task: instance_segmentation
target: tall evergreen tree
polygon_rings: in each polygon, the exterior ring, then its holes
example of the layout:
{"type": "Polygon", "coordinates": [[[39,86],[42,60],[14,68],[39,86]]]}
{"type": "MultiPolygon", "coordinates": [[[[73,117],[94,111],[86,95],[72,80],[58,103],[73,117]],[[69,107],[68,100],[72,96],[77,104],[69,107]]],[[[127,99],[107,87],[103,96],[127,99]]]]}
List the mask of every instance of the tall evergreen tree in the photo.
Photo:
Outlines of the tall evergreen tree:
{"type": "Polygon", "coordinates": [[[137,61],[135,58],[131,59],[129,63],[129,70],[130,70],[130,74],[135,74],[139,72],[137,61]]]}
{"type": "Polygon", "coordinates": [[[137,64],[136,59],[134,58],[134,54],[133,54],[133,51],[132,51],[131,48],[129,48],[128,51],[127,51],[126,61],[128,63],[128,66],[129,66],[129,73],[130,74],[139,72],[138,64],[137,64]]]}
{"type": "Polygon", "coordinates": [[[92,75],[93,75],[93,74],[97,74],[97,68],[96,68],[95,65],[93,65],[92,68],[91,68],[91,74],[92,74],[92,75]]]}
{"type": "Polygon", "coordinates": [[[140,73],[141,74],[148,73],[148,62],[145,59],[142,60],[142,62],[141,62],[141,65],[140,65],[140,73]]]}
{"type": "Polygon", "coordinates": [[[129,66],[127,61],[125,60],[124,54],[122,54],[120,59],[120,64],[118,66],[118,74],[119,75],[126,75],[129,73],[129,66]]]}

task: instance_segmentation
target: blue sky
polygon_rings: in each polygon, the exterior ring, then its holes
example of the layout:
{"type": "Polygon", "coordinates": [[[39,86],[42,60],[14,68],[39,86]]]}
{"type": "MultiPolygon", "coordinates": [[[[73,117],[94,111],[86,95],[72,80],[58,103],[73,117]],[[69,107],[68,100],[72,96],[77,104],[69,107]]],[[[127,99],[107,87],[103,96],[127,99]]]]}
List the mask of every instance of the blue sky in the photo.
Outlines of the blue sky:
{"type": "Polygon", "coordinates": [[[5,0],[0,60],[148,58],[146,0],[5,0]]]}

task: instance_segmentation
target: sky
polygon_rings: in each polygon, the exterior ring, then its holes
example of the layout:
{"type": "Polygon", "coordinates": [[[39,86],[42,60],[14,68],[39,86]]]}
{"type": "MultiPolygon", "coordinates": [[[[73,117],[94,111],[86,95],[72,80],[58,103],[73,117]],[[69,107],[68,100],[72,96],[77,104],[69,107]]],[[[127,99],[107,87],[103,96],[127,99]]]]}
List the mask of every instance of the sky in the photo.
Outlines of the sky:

● **Do this**: How many lines in the records above contain the string "tall"? Reply with the number alone.

● **Solution below**: 3